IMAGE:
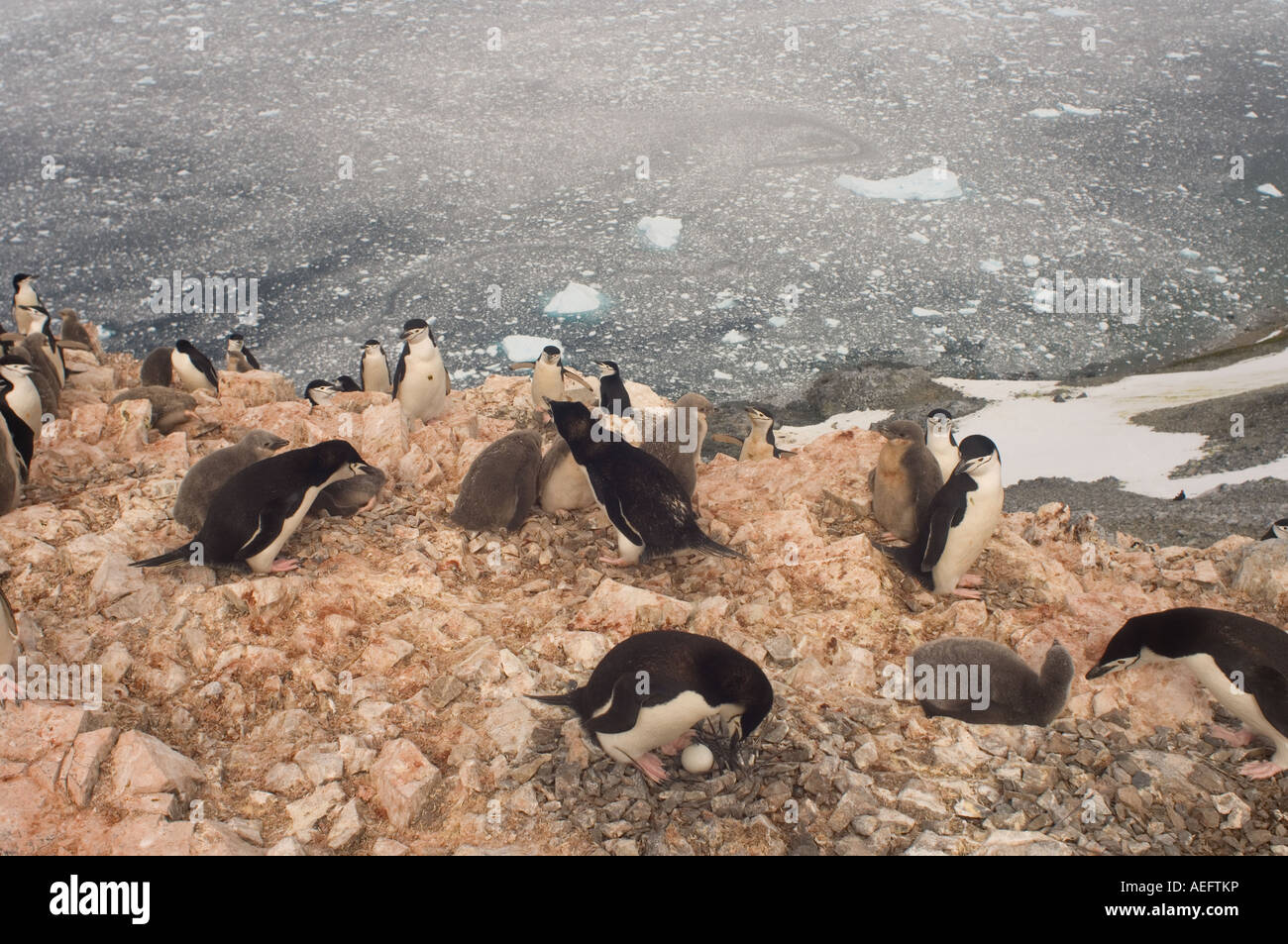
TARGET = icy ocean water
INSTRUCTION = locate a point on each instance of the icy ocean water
(375, 161)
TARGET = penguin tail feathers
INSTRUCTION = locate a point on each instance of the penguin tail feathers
(565, 699)
(167, 558)
(706, 544)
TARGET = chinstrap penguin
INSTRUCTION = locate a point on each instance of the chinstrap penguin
(210, 472)
(651, 689)
(240, 357)
(258, 510)
(374, 368)
(193, 368)
(1241, 661)
(905, 480)
(1013, 693)
(421, 384)
(501, 484)
(649, 509)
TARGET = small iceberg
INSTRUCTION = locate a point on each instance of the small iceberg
(928, 183)
(662, 232)
(575, 299)
(523, 348)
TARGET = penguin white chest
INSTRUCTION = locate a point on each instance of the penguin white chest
(657, 725)
(423, 390)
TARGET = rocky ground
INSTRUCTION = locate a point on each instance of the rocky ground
(373, 700)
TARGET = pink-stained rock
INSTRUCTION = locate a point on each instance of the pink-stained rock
(403, 780)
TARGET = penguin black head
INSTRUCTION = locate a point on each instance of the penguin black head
(416, 329)
(978, 454)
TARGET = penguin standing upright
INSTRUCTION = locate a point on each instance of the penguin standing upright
(374, 368)
(651, 689)
(26, 303)
(1241, 661)
(905, 480)
(258, 510)
(501, 483)
(941, 442)
(964, 514)
(25, 395)
(644, 501)
(420, 380)
(548, 377)
(193, 368)
(240, 357)
(612, 389)
(1008, 690)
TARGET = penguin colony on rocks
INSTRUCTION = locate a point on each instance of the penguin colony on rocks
(938, 502)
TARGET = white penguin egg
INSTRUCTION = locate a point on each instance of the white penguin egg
(697, 759)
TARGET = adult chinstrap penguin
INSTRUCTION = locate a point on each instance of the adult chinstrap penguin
(240, 357)
(651, 689)
(964, 514)
(905, 480)
(941, 441)
(193, 368)
(1241, 661)
(258, 510)
(374, 368)
(501, 484)
(982, 682)
(421, 384)
(647, 505)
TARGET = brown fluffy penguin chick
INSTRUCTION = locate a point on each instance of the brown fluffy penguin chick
(156, 368)
(501, 484)
(210, 472)
(982, 682)
(348, 497)
(905, 480)
(170, 407)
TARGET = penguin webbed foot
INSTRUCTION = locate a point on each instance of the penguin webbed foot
(1261, 771)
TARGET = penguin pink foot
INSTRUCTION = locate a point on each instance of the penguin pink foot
(651, 767)
(1261, 771)
(1240, 738)
(674, 747)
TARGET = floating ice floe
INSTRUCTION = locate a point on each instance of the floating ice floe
(523, 348)
(662, 232)
(928, 183)
(575, 299)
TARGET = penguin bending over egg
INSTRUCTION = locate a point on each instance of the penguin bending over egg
(1241, 661)
(647, 505)
(964, 514)
(501, 484)
(420, 380)
(156, 368)
(193, 368)
(258, 510)
(1009, 690)
(548, 377)
(374, 368)
(211, 472)
(941, 442)
(649, 690)
(240, 357)
(905, 480)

▸ Required work
Express all of the data above as a JSON list of strings, one string per line, with blank lines dropped. Leave the picture lines out of the list.

▸ Problem solution
[
  "IMAGE:",
  "TARGET = icy ocean water",
  "INSTRUCTION = locate a point on each instance of the icy ocean water",
  "(375, 161)",
  "TARGET = penguin tail feathers",
  "INSTRUCTION = locate a point on each instance of the penguin tail feathers",
  "(565, 699)",
  "(167, 558)",
  "(706, 544)",
  "TARGET = chinstrap penguin",
  "INSTRUCTION = locate a point on each instance of the chinstrap penguin",
  "(210, 472)",
  "(651, 689)",
  "(240, 357)",
  "(258, 510)",
  "(374, 368)",
  "(193, 368)",
  "(1241, 661)",
  "(905, 480)",
  "(1013, 693)",
  "(421, 384)",
  "(501, 484)",
  "(649, 509)",
  "TARGET = small iceberg",
  "INSTRUCTION = locate a point on each instance of the small iceberg",
  "(928, 183)",
  "(662, 232)",
  "(575, 299)",
  "(523, 348)",
  "TARGET = penguin white chest",
  "INSTRUCTION = locate a point on each instance of the penguin white chest",
  "(657, 725)",
  "(423, 390)",
  "TARGET = rocky ground",
  "INSTRUCTION = locate a point on each instance of the rocky ground",
  "(373, 700)",
  "TARGET = pink-stained rock",
  "INSTRUCTION = locate a point on each instance of the pink-stained rock",
  "(403, 780)",
  "TARGET = penguin black head",
  "INSTRUCTION = locate a point on each instance of the penguin black head",
  "(416, 329)",
  "(978, 454)",
  "TARGET = penguin standing upright",
  "INSTRUCTION = locate a point on each instance of the penguin standing upright",
  "(374, 368)",
  "(651, 689)",
  "(26, 303)",
  "(1241, 661)",
  "(905, 480)",
  "(258, 510)",
  "(501, 483)",
  "(941, 442)",
  "(964, 514)",
  "(25, 395)",
  "(644, 501)",
  "(420, 380)",
  "(548, 377)",
  "(193, 368)",
  "(240, 357)",
  "(612, 389)",
  "(1008, 690)",
  "TARGET = penguin colony on rocks",
  "INSTRUCTION = locate a point on each instance of the penguin colony on rocks",
  "(938, 502)",
  "TARGET = white penguin egg",
  "INSTRUCTION = locate a point on each instance of the white penguin egg",
  "(697, 759)",
  "TARGET = adult chinstrap penguin",
  "INSTRUCTION = locate a point on each instance of the adult chinstrap penguin",
  "(240, 357)",
  "(651, 689)",
  "(964, 514)",
  "(905, 480)",
  "(941, 441)",
  "(193, 368)",
  "(1241, 661)",
  "(258, 510)",
  "(374, 368)",
  "(501, 484)",
  "(982, 682)",
  "(421, 384)",
  "(647, 505)",
  "TARGET = brown fluffy penguin chick",
  "INSTRUCTION = locate a point on each instance of the brown fluffy penguin chick",
  "(156, 368)",
  "(501, 484)",
  "(210, 472)",
  "(982, 682)",
  "(348, 497)",
  "(905, 480)",
  "(170, 407)",
  "TARGET = penguin webbed foot",
  "INSTRUCTION = locate a point on each instance of the penguin webbed foot",
  "(1261, 771)",
  "TARGET = penguin pink foot",
  "INSTRUCTION = locate a point on each instance of the penguin pink foot",
  "(651, 767)",
  "(1261, 771)",
  "(1240, 738)",
  "(674, 747)",
  "TARGET = floating ice floe",
  "INSTRUCTION = locate a point on each instance of the floating ice floe",
  "(523, 348)",
  "(662, 232)",
  "(928, 183)",
  "(575, 299)",
  "TARGET = penguin bending over egg",
  "INSTRUCTION = locate a point on each instance of the penguin bending over egg",
  "(1241, 661)",
  "(647, 505)",
  "(964, 514)",
  "(501, 484)",
  "(420, 380)",
  "(156, 368)",
  "(193, 368)",
  "(258, 510)",
  "(1009, 690)",
  "(548, 377)",
  "(374, 368)",
  "(211, 472)",
  "(941, 442)",
  "(649, 690)",
  "(240, 357)",
  "(905, 480)"
]